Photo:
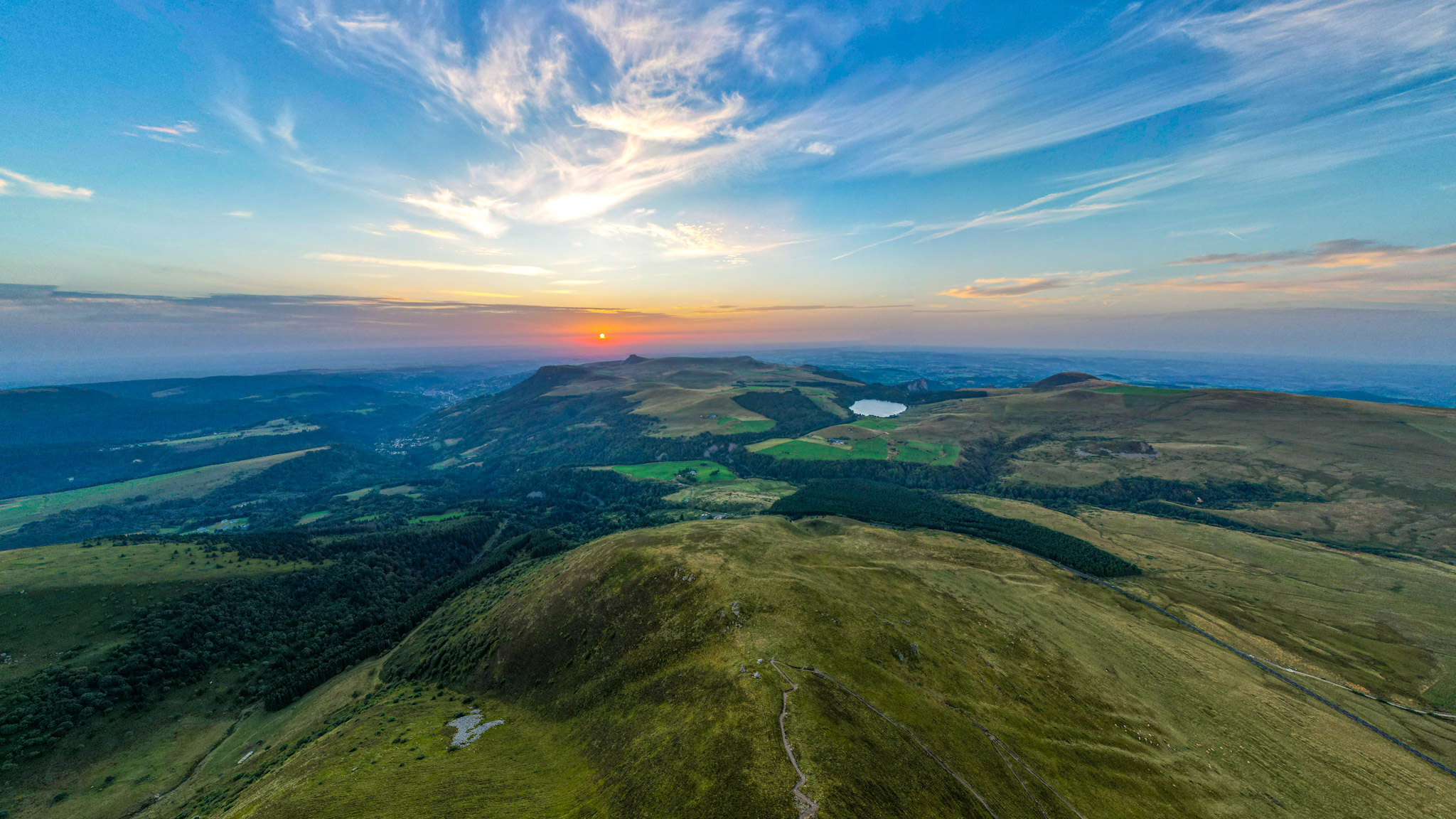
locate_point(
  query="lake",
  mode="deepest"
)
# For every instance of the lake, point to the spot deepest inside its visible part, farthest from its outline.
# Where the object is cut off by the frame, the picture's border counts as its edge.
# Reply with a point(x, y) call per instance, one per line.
point(877, 408)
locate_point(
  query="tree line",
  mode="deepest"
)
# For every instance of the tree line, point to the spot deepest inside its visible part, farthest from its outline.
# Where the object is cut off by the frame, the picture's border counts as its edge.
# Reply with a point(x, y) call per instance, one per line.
point(899, 506)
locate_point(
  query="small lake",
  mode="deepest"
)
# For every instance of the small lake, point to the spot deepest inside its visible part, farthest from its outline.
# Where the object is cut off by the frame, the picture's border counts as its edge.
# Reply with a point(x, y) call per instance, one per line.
point(877, 408)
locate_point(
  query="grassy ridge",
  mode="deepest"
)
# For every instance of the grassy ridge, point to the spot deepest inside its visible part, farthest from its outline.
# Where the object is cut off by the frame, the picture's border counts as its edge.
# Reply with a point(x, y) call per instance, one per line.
point(887, 503)
point(188, 483)
point(625, 674)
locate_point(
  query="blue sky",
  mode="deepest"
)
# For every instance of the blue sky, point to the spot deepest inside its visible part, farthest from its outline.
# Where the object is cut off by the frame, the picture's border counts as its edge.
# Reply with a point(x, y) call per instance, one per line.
point(721, 172)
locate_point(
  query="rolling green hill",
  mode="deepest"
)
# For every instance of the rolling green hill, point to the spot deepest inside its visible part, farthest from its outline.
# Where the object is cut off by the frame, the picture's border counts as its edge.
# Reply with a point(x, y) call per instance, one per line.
point(518, 611)
point(928, 674)
point(188, 483)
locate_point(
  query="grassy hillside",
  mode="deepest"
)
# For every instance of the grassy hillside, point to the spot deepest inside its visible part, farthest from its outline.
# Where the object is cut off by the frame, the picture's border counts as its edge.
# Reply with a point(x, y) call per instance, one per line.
point(66, 602)
point(633, 678)
point(188, 483)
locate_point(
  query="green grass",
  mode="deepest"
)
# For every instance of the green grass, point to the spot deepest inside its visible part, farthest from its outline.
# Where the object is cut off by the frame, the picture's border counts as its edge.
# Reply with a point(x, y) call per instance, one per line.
point(437, 518)
point(743, 494)
point(188, 483)
point(635, 643)
point(66, 602)
point(616, 669)
point(884, 424)
point(869, 449)
point(733, 426)
point(669, 470)
point(807, 451)
point(1133, 390)
point(932, 454)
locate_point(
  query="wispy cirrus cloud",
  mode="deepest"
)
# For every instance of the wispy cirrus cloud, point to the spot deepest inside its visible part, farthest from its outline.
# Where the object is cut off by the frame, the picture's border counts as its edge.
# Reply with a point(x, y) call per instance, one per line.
point(693, 240)
point(426, 264)
point(407, 228)
point(1337, 252)
point(590, 107)
point(178, 133)
point(277, 140)
point(1376, 270)
point(18, 184)
point(1024, 286)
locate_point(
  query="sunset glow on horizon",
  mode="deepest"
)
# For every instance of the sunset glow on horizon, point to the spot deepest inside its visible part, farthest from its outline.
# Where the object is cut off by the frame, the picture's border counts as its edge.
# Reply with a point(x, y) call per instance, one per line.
point(361, 173)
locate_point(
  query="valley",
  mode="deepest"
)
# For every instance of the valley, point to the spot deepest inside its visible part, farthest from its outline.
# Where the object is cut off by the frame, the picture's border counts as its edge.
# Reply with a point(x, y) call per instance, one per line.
point(1074, 598)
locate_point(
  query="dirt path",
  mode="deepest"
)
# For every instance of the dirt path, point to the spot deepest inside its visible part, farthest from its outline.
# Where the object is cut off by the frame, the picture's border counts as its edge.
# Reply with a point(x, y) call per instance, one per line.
point(886, 717)
point(807, 806)
point(188, 776)
point(1265, 666)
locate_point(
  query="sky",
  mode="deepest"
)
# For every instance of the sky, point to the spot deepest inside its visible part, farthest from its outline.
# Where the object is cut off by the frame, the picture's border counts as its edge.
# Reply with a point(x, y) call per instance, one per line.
point(181, 178)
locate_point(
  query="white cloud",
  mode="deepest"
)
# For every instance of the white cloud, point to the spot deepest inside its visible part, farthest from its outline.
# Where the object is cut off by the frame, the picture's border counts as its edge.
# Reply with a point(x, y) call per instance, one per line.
point(283, 129)
point(476, 215)
point(408, 228)
point(600, 102)
point(21, 186)
point(685, 240)
point(1024, 286)
point(419, 264)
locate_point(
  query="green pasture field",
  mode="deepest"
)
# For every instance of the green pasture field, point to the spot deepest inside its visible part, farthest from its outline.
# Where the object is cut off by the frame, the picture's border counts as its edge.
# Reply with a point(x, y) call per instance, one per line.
point(801, 449)
point(869, 449)
point(733, 426)
point(669, 470)
point(883, 424)
point(188, 483)
point(1120, 710)
point(437, 518)
point(807, 451)
point(625, 675)
point(733, 496)
point(65, 602)
point(932, 454)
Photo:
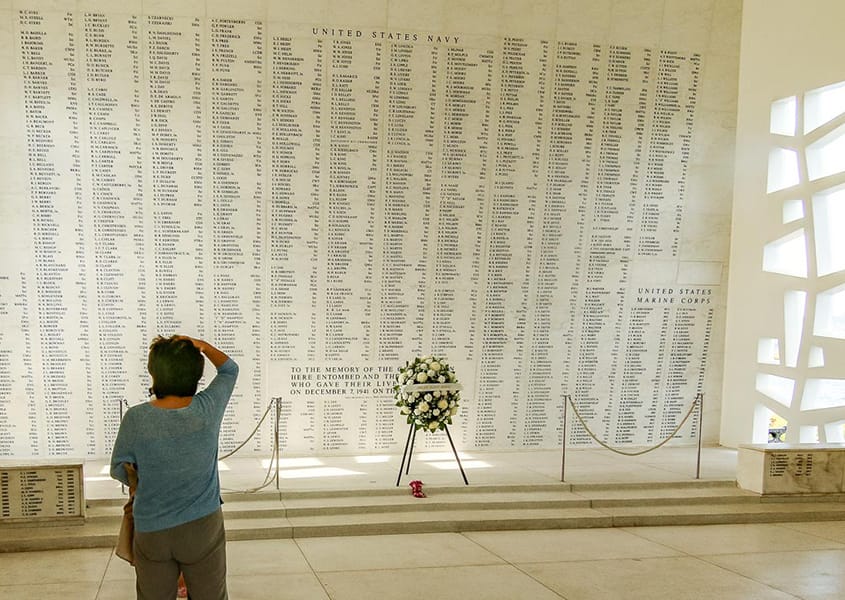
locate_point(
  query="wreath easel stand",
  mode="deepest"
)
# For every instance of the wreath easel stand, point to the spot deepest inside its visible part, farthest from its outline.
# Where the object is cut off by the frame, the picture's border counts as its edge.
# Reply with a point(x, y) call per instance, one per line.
point(412, 430)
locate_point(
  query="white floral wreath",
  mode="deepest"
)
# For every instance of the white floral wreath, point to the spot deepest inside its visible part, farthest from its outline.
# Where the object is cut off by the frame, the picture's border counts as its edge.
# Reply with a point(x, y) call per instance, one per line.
point(427, 392)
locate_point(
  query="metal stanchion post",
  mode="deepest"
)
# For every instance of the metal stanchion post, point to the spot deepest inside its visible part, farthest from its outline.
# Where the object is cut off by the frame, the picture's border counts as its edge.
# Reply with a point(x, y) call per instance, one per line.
point(700, 398)
point(277, 450)
point(563, 450)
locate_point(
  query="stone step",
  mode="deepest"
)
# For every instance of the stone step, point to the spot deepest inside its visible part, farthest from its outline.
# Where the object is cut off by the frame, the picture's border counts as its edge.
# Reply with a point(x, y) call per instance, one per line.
point(482, 508)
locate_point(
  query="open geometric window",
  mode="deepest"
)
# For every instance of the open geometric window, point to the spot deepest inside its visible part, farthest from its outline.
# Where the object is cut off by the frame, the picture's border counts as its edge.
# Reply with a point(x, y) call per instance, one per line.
point(822, 105)
point(783, 169)
point(793, 210)
point(783, 116)
point(829, 221)
point(787, 256)
point(768, 351)
point(775, 387)
point(827, 155)
point(830, 313)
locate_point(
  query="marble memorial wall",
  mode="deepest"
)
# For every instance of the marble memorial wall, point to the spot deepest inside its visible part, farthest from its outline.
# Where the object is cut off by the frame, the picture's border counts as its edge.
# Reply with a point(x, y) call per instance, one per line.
point(325, 202)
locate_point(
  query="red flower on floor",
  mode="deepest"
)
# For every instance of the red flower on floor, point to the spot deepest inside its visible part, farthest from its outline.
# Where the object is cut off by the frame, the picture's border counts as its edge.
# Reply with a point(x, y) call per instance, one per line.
point(416, 489)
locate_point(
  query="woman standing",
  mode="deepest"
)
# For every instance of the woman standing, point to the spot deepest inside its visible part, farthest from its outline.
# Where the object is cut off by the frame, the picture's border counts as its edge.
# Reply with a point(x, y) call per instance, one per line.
point(172, 440)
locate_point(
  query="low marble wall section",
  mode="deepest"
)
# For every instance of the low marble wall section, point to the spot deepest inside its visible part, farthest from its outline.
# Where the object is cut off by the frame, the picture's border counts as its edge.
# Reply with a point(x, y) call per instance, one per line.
point(792, 468)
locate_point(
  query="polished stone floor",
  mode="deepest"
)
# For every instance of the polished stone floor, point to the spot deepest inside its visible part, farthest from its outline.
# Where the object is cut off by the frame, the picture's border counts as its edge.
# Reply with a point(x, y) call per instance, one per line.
point(437, 467)
point(720, 562)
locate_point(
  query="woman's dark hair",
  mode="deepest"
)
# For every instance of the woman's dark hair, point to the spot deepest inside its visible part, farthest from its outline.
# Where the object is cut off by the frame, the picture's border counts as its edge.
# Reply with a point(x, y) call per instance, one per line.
point(176, 366)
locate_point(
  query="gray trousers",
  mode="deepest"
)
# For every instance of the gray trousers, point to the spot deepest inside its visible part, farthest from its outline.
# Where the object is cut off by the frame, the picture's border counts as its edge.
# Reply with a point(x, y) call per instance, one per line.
point(197, 548)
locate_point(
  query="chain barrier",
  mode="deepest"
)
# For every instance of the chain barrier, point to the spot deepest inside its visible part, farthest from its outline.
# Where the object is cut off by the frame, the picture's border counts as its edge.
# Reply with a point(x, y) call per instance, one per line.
point(269, 477)
point(698, 401)
point(640, 452)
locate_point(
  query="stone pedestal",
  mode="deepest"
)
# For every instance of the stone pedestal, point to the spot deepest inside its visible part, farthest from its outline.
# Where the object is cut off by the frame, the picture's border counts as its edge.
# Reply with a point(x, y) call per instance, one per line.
point(792, 468)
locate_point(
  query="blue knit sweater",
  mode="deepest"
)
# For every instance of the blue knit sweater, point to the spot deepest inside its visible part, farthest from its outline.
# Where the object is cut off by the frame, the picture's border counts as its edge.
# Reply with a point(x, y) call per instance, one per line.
point(176, 454)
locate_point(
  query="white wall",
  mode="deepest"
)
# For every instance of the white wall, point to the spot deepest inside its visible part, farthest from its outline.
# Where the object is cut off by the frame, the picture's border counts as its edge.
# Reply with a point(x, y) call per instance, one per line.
point(787, 49)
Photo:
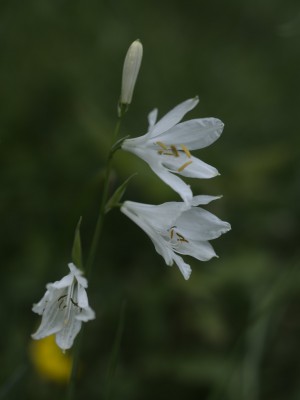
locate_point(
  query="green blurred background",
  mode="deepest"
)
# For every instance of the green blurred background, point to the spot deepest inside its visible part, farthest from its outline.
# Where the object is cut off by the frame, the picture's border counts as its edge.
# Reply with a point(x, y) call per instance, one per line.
point(231, 332)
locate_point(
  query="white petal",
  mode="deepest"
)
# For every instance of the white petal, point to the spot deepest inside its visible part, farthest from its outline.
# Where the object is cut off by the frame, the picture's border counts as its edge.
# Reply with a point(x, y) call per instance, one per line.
point(203, 251)
point(86, 314)
point(82, 298)
point(155, 236)
point(203, 199)
point(63, 283)
point(194, 134)
point(199, 224)
point(65, 337)
point(184, 268)
point(152, 117)
point(158, 217)
point(174, 182)
point(173, 116)
point(196, 169)
point(40, 306)
point(52, 320)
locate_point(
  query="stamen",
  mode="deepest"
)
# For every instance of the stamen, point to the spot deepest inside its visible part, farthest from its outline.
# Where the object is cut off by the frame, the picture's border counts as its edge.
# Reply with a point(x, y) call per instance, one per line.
point(74, 302)
point(184, 166)
point(181, 238)
point(161, 144)
point(174, 151)
point(186, 150)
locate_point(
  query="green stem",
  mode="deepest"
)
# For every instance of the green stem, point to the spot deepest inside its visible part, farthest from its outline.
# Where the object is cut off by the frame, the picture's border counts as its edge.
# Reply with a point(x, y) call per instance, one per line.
point(100, 220)
point(92, 254)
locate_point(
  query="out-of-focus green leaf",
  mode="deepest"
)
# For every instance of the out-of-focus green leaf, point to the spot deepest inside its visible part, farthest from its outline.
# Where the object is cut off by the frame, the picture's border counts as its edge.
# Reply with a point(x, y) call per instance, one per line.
point(77, 248)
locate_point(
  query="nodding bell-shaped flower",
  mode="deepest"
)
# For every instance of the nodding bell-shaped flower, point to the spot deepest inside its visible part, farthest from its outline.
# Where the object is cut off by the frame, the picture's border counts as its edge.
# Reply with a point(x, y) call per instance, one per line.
point(167, 144)
point(63, 308)
point(131, 69)
point(175, 228)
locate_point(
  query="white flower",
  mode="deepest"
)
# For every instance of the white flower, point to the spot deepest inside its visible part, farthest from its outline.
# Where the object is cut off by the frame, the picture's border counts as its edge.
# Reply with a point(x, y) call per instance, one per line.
point(63, 308)
point(176, 228)
point(166, 147)
point(131, 67)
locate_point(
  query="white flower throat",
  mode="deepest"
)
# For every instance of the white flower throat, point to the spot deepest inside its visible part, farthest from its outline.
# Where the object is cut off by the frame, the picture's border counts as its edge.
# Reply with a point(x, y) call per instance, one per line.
point(173, 151)
point(175, 238)
point(67, 301)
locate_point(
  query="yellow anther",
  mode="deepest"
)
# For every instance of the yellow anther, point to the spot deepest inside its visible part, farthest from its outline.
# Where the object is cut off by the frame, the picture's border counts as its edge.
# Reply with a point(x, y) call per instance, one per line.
point(181, 238)
point(161, 144)
point(186, 150)
point(174, 151)
point(184, 166)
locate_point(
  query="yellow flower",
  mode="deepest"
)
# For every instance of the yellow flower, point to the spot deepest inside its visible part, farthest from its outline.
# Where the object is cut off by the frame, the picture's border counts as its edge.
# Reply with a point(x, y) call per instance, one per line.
point(49, 360)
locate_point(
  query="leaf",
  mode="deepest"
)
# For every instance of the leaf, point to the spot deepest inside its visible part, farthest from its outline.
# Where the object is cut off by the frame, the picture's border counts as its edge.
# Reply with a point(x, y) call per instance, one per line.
point(76, 249)
point(115, 199)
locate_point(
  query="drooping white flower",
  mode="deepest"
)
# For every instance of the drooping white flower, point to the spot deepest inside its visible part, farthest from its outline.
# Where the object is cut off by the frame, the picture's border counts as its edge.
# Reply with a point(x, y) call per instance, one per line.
point(63, 308)
point(176, 228)
point(167, 144)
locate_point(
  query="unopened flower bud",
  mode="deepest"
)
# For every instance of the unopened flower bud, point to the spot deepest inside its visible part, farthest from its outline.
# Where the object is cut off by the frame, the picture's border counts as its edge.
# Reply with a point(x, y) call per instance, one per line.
point(131, 69)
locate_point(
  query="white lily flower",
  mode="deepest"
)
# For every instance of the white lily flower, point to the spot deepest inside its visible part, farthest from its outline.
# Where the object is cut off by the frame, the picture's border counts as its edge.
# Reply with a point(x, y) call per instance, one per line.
point(167, 144)
point(63, 308)
point(175, 228)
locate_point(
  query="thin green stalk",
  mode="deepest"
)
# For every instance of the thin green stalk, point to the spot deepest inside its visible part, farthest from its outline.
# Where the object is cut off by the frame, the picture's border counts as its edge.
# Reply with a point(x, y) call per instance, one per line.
point(92, 254)
point(100, 220)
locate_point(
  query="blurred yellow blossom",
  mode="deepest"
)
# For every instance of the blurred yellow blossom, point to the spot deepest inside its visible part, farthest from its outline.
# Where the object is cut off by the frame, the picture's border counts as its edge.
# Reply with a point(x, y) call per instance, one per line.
point(49, 360)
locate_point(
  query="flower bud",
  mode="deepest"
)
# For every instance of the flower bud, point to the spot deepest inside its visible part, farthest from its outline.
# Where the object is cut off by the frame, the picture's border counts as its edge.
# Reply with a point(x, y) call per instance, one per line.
point(131, 69)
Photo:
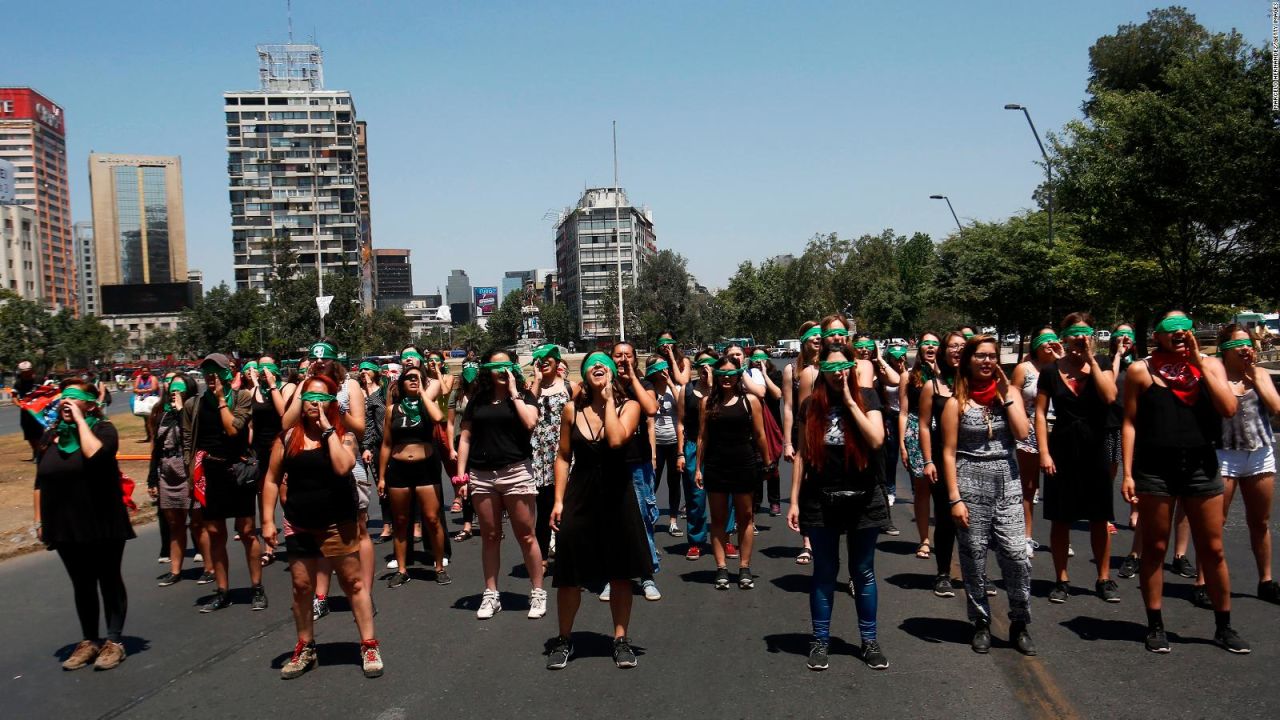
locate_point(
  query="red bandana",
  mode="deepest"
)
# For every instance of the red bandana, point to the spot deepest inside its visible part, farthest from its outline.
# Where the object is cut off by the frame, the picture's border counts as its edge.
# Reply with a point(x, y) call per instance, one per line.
point(1180, 376)
point(983, 392)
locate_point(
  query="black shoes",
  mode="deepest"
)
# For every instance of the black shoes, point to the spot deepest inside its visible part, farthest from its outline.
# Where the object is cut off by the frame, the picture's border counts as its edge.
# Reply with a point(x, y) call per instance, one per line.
point(1230, 641)
point(942, 587)
point(1183, 566)
point(560, 651)
point(1060, 592)
point(818, 655)
point(981, 642)
point(873, 656)
point(1022, 639)
point(622, 654)
point(219, 601)
point(1109, 591)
################
__DIRECTION__
List every line of the records above that contains the string "hillside", treating uppercase and lowercase letters as distinct.

__RESULT__
  query="grassy hillside",
# For every instance of the grassy hillside, point to the spot deepest inside its visible part, farthest from its outline.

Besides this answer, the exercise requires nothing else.